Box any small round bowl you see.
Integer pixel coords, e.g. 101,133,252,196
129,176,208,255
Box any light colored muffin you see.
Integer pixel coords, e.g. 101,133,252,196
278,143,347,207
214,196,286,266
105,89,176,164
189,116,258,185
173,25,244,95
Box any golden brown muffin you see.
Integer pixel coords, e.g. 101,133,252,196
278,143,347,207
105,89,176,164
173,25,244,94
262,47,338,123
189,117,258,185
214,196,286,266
...
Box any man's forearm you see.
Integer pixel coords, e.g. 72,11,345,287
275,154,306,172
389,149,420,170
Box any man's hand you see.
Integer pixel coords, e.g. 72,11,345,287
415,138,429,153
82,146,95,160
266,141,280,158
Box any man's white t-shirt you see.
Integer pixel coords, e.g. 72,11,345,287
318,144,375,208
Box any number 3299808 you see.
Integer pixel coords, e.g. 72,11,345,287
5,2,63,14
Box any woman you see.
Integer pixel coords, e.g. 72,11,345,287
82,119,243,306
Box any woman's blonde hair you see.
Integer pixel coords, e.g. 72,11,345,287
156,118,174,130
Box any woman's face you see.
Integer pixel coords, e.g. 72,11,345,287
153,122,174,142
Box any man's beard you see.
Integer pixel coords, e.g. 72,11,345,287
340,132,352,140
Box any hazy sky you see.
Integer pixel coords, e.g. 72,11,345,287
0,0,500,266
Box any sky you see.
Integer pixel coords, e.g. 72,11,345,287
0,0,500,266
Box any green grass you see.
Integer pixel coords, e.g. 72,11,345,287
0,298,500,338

Task objective: Rewrite the rows starting at "Box any hazy sky you see." and ending at "0,298,500,338", swapping "sky" for "cloud cover" and leaving everything else unchanged.

Correct result:
Box any hazy cloud cover you see.
Integer pixel coords, e.g. 72,11,345,287
0,0,500,266
Box any cloud cover you see.
Integer pixel coords, e.g. 72,11,345,287
0,0,500,266
Box any green grass you see.
Integer pixel coords, e.g. 72,11,345,287
0,298,500,338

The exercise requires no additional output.